■ Requirement
Copy out every line of the data, starting with the line containing "Target: black jeans" and going on through the end of the data. Shift each coordinate in the answer outlines by adding -83, and leave the pictures out.

■ Stored rows

****************************************

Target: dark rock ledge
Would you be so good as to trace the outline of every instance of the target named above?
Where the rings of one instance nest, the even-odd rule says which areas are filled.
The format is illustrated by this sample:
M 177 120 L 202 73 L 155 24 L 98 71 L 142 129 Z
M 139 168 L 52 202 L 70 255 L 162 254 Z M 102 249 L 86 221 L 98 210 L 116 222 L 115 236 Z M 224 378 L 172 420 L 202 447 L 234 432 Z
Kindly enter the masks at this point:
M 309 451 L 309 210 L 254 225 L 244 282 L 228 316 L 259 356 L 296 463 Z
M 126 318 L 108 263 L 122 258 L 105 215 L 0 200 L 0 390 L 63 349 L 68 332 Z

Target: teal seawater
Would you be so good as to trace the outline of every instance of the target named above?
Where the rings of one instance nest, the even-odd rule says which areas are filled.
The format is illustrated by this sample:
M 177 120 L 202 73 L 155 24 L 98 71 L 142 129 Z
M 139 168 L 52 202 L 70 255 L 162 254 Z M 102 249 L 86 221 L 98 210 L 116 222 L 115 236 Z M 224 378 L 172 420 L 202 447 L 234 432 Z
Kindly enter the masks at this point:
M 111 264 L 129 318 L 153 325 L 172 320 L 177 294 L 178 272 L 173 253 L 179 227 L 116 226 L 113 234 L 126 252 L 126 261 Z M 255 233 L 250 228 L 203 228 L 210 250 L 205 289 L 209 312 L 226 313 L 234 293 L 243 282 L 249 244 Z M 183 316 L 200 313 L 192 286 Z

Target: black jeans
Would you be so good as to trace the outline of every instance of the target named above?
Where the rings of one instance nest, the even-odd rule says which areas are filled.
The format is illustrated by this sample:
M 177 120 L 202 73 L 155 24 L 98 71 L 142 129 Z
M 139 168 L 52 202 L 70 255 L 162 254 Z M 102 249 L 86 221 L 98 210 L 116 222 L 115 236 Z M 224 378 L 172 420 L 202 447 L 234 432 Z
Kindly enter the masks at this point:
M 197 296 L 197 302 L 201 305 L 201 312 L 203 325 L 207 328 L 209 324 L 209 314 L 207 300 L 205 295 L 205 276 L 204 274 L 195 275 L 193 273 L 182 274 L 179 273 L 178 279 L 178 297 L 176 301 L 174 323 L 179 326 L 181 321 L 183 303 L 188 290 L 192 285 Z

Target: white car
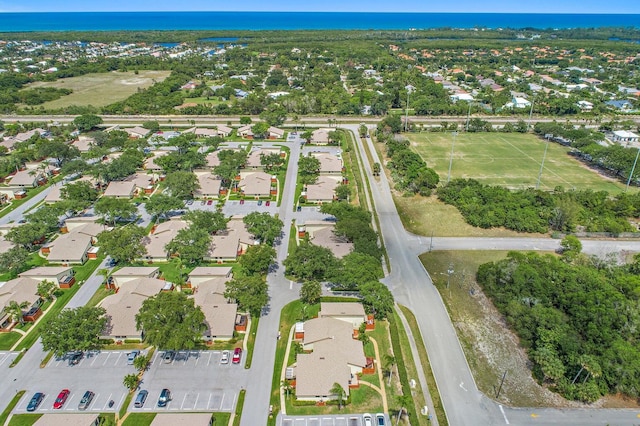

****************************************

■ Exercise answer
Target: black jeans
Would you be so good as to trace the outline of every instance of the target named above?
Where the rings of one instance nest, the even-odd rule says which areas are filled.
The format is illustrated by this sample:
M 177 120 L 202 73 L 155 24 L 98 71 L 142 129 Z
M 139 168 L 52 202 L 70 255 L 162 254 Z M 102 249 L 86 221 L 98 210 L 116 222 L 115 236 Z M 224 378 L 172 420 L 202 447 L 234 432 Z
Kindly enter the masks at this point:
M 114 213 L 114 219 L 118 222 L 118 229 L 120 242 L 124 245 L 126 241 L 126 231 L 124 217 L 122 212 L 122 193 L 121 191 L 112 192 L 110 190 L 99 191 L 96 190 L 95 196 L 95 214 L 93 218 L 91 240 L 96 243 L 98 238 L 100 220 L 105 207 L 109 202 Z

Target: white car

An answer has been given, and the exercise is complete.